Supplied records below:

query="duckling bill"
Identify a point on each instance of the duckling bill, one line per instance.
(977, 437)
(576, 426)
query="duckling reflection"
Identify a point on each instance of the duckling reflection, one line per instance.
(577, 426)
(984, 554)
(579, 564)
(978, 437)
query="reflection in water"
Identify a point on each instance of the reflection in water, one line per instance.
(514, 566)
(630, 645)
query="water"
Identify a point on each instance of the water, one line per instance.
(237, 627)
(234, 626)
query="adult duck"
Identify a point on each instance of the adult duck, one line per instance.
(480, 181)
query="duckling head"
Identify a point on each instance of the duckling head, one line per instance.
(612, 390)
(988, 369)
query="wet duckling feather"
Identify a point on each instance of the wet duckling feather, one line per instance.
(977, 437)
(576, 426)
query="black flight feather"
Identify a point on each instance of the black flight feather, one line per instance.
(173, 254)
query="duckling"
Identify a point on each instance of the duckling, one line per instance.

End of Supplied records.

What is expected >> All that is wanted is the lines from the one containing "Identify a point on each instance of the reflection" through the last line of the records, restated word for word.

Answer box >>
Identify a point on each instance of the reflection in water, one line per instance.
(514, 566)
(630, 645)
query="water"
Identify a point on each instance of the water, one line per instance.
(237, 627)
(234, 626)
query="adult duck"
Identify a point on each instance of the adult duck, one line per instance.
(480, 181)
query="duckling head"
Identify a point on each instance of the duckling head, one line per instance.
(612, 390)
(988, 369)
query="wet duckling feather"
Identify a point on each instance of the wet duckling feather, one line per instance.
(977, 437)
(576, 426)
query="black flight feather"
Identify a point on each instance of the black flight feather, one line per instance.
(173, 254)
query="duckling"
Identify a point on each instance of the duckling, one line per instance.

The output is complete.